Lines before the one containing "Annotation task — point out every instance of the window in" are excluded; reproduce that line and all lines after it in the entries below, exactly.

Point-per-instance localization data
[Start of Attachment]
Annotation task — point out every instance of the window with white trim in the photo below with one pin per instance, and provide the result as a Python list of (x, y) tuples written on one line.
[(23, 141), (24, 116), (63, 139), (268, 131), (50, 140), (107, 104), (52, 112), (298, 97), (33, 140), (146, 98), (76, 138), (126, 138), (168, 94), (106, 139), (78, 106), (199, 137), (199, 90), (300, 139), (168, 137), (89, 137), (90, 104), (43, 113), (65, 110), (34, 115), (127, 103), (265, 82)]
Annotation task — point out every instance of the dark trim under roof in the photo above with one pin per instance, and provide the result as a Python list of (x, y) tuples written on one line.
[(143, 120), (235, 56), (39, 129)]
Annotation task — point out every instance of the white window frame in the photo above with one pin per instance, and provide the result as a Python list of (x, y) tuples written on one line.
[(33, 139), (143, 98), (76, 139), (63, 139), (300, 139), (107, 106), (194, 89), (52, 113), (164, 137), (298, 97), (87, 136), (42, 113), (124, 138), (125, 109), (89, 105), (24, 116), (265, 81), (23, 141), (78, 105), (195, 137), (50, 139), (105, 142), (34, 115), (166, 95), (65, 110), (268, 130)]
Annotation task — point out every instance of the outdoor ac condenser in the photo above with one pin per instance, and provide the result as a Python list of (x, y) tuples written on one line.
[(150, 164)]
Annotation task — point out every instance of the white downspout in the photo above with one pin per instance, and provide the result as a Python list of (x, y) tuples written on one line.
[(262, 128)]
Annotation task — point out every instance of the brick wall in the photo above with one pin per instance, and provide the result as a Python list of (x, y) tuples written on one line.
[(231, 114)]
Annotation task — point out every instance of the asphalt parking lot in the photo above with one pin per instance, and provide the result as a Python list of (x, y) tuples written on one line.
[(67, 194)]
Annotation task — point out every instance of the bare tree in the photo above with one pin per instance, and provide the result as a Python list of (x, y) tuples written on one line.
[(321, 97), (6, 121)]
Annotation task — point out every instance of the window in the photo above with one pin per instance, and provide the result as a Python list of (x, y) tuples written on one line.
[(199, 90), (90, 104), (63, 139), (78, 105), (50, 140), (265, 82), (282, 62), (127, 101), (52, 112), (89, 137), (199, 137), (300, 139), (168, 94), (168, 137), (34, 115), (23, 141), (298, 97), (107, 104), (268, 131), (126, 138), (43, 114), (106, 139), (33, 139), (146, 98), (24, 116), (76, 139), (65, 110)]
[End of Attachment]
* **Answer area**
Annotation task — point out every instance of the window in the photo above with one pin per instance, and provide the result as a Python list of (x, y) tuples written on one line.
[(199, 90), (90, 104), (63, 139), (78, 105), (50, 140), (265, 82), (282, 62), (127, 101), (52, 112), (89, 137), (199, 137), (300, 139), (168, 94), (168, 137), (34, 115), (23, 141), (298, 97), (107, 104), (268, 131), (126, 138), (43, 114), (106, 139), (33, 139), (146, 98), (24, 116), (76, 139), (65, 110)]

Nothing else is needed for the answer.